* TASKS TO CARRY OUT
1. Answer these from the OpenFactCheck passage:
(a) In what two forms is OpenFactCheck publicly released?
(b) Which module produces a report illustrating an LLM's weaknesses and strengths?
(c) What three aspects does the CheckerEvaluator leaderboard cover?
2. Write the next part of the OpenFactCheck passage, picking up after its final sentence.

BEGIN PASSAGE SHOWN

OpenFactCheck: A Unified Framework for Factuality Evaluation of LLMs

1 Mohamed bin Zayed University of AI, 2 Monash University, 3 Sofia University
*Equal contribution

Abstract

The increased use of large language models (LLMs) across a variety of real-world applications calls for automatic tools to check the factual accuracy of their outputs, as LLMs often hallucinate. This is difficult as it requires assessing the factuality of free-form open-domain responses. While there has been a lot of research on this topic, different papers use different evaluation benchmarks and measures, which makes them hard to compare and hampers future progress. To mitigate these issues, we developed OpenFactCheck, a unified framework, with three modules: (i) Response Evaluator, which allows users to easily customize an automatic fact-checking system and to assess the factuality of all claims in an input document using that system, (ii) LLM Evaluator, which assesses the overall factuality of an LLM, and (iii) Fact Checker Evaluator, a module to evaluate automatic fact-checking systems. OpenFactCheck is open-sourced and publicly released as a Python library and also as a web service.

Overview of OpenFactCheck

Overview of OpenFactCheck: OpenFactCheck demo system for LLM factuality evaluation with three modules. ResponseEvaluator: a customized fact-checker to identify factual errors given text inputs. LLMEvaluator: an LLM factuality evaluator to assess the LLM factual ability from different aspects and then to produce a report to illustrate its weaknesses and strengths. CheckerEvaluator: a fact-checker evaluator and leaderboard to encourage the development of advanced checkers in terms of performance, latency, and costs.

END PASSAGE SHOWN
BEGIN AVAILABLE DATA

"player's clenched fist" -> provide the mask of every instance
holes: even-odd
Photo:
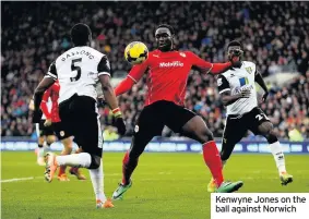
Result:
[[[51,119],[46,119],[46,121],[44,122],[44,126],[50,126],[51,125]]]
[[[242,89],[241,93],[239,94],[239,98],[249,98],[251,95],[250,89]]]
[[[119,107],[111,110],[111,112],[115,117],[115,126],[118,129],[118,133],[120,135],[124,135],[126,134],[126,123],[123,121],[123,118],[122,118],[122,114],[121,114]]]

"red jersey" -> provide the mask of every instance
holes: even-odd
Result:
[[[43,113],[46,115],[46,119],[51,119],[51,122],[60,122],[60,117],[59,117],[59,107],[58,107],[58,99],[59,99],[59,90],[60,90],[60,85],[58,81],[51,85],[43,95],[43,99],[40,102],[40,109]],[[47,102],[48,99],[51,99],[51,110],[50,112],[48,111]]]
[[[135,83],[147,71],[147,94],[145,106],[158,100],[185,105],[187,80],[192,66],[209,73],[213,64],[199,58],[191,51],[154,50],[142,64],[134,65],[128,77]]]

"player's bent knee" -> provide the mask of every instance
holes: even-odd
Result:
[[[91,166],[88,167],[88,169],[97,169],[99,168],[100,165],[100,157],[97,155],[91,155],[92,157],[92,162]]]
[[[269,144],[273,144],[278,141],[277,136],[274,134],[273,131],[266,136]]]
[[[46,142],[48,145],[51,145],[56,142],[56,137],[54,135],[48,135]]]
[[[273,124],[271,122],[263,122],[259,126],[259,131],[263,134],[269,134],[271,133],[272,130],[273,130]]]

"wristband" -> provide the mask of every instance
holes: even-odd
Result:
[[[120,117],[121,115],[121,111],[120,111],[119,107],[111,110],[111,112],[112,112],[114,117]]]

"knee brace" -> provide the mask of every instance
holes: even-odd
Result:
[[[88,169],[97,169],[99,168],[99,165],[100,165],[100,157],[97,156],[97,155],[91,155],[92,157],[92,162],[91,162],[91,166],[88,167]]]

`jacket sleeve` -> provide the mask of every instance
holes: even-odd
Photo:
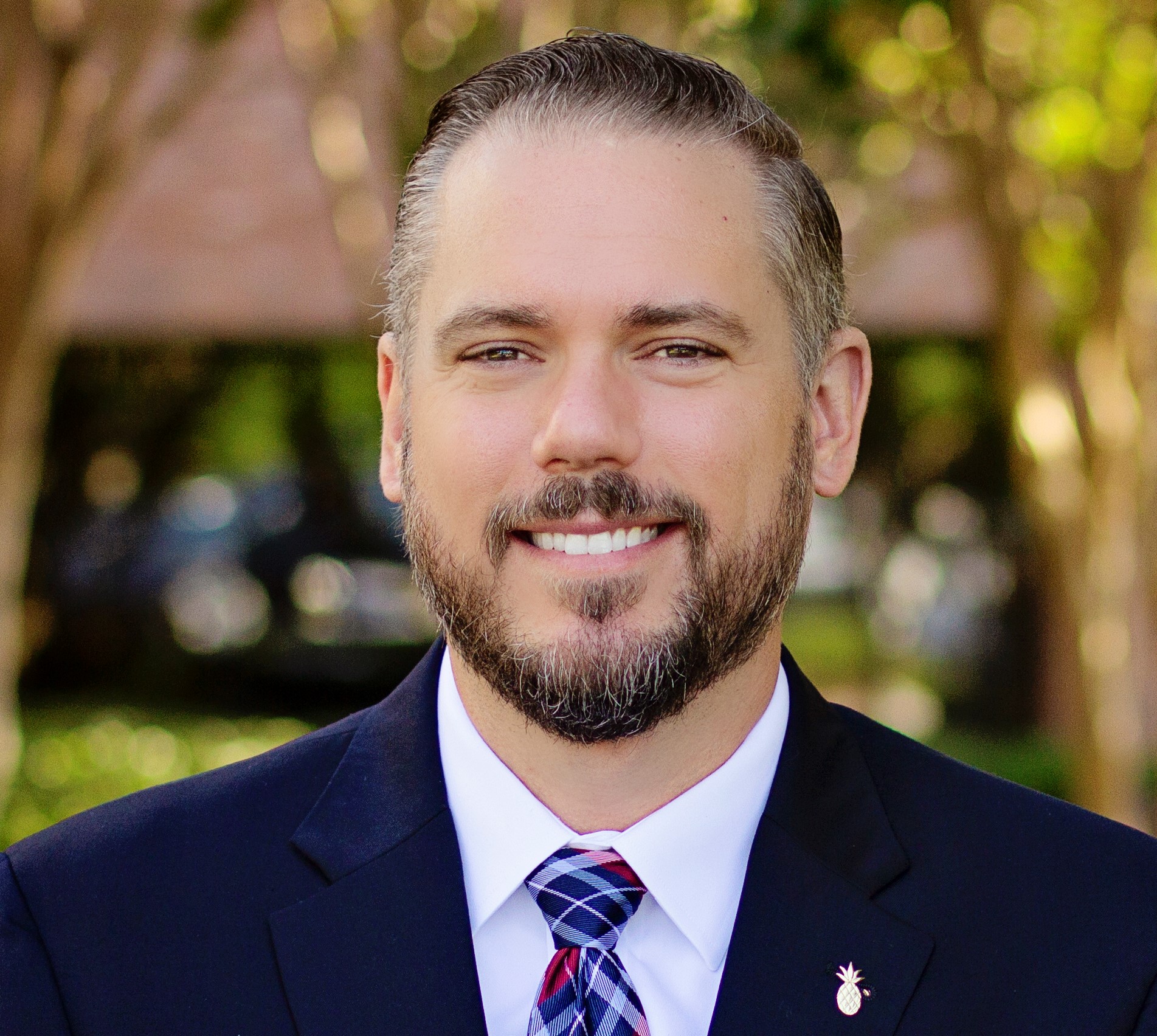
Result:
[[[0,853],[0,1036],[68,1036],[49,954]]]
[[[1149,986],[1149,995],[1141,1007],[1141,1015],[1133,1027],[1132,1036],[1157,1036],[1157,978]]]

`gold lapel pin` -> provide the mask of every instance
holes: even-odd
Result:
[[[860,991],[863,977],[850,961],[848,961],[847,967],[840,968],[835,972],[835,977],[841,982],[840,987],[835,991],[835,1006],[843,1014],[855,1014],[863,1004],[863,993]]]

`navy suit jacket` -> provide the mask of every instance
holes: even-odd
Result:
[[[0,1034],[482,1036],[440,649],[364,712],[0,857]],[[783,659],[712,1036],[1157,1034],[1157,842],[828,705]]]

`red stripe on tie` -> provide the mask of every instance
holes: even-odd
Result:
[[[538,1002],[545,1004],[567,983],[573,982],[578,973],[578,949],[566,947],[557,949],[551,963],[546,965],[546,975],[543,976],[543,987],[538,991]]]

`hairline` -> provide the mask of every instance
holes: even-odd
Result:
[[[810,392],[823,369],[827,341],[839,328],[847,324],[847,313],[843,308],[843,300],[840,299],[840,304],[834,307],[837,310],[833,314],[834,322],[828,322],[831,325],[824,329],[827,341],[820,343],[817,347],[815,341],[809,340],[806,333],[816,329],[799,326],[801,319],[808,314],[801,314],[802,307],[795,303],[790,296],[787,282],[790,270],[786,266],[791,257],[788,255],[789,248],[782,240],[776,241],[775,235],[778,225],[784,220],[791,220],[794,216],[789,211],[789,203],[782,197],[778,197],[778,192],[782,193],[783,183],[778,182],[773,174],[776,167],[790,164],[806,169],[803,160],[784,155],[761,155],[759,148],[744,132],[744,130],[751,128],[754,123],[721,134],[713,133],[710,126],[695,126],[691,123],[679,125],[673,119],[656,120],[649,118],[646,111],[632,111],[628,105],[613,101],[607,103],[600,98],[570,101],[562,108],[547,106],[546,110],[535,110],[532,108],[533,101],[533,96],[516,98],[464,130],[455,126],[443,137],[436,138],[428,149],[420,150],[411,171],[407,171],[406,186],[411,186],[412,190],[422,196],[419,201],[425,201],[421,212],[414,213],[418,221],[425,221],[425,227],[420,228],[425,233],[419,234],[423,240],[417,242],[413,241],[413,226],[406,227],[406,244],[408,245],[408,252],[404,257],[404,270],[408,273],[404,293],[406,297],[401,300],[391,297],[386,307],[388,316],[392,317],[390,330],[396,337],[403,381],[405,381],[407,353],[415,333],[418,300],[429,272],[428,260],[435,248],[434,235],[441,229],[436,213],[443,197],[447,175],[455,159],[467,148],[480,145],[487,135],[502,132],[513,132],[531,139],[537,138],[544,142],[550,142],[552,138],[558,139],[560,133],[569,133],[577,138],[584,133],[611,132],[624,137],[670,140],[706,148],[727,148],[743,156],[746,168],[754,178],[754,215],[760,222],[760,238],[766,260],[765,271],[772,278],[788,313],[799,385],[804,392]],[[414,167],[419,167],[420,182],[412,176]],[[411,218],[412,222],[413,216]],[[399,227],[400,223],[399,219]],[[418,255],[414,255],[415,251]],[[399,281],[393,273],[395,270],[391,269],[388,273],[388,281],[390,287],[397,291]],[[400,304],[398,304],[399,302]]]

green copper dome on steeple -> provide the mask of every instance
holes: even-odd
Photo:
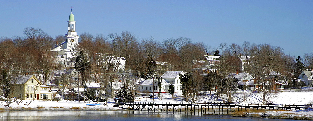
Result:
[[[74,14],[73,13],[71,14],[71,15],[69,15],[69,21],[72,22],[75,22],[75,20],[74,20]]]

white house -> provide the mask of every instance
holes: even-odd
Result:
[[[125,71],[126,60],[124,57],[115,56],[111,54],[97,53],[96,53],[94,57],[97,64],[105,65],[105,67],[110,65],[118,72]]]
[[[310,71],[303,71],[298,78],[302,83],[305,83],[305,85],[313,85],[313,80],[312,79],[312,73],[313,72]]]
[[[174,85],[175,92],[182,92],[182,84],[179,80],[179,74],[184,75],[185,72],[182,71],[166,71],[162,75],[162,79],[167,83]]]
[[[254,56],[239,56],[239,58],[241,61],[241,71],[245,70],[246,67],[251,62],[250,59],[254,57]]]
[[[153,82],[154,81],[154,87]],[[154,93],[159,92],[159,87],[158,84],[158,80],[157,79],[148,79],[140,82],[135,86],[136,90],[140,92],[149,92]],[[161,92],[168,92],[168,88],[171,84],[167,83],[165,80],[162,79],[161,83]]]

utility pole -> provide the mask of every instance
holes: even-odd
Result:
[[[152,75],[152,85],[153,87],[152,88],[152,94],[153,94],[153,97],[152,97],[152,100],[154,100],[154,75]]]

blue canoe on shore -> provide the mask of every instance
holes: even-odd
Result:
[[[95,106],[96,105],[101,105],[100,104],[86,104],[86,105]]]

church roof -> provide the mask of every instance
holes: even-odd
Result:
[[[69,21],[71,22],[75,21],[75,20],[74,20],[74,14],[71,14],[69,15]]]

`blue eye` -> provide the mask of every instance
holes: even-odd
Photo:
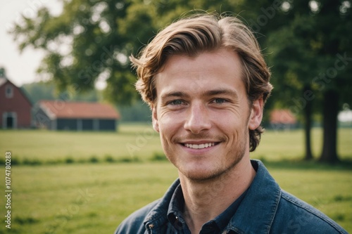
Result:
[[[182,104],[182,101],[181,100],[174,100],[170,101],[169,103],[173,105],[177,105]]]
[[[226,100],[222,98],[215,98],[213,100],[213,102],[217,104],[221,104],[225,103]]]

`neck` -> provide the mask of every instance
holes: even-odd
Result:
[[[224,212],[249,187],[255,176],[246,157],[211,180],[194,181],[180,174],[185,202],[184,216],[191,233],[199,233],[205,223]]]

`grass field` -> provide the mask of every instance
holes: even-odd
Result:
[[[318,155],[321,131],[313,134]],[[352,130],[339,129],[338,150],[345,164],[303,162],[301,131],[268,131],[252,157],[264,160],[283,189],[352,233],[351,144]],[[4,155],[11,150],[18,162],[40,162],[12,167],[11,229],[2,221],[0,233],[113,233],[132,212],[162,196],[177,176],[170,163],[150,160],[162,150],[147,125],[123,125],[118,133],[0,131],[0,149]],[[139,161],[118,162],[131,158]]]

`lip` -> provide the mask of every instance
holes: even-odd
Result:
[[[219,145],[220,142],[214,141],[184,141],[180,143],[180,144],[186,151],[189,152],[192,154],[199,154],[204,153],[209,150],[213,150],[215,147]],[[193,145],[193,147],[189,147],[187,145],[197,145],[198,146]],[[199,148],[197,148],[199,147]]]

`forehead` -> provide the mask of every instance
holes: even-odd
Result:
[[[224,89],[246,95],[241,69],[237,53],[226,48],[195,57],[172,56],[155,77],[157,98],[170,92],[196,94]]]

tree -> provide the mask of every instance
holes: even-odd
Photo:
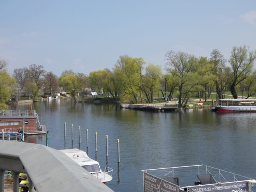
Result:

END AVAILABLE DATA

* ANSWERS FOR THE TASKS
1.
(a) A Python library and a web service.
(b) LLMEvaluator.
(c) Performance, latency, and costs.

2.
The design of OpenFactCheck emphasizes two principles: (i) customizability and extensibility for both users and developers, and (ii) compatibility with existing methods and datasets.


Details of the three modules of OpenFactCheck are as follows:

Response Evaluator

ResponseEvaluator allows users to customize a fact-checking system by selecting a claim processor, a retriever, and a verifier in web pages. The current version supports the following fact-checking systems: RARR, FacTool and FactCheckGPT.

Response Evaluator

We consolidate various fact-checking systems into a three-step process, encapsulated by three classes: claim_processor, retriever, and verifier, as surveyed in Wang, 2024. These classes are instantiated and sequentially connected to form a pipeline that addresses the following tasks:

  • Breaking down a document into individual claims
  • Gathering pertinent evidence for each claim
  • Evaluating the veracity of each claim based on the evidence provided

This sequence of tasks is referred to as solvers.

The implementation of a task solver can be flexible, just ensuring that the input and the output are aligned with the abstract class definitions. For example, evidence can be retrieved by calling SerpAPI or by searching Wikipedia using BM25, but we must return a list of relevant passages given an input claim.

Moreover, task solvers in our pipeline are not hard-coded but can be configured through a YAML configuration file. Thus, users can combine task-solver implementations from different systems (e.g., using FactCheckGPT's claim processor, RARR's retriever, and FactOOL's verifier) and start the verification from any step. For example, users can start from the step of retrieval when the input does not need decomposition.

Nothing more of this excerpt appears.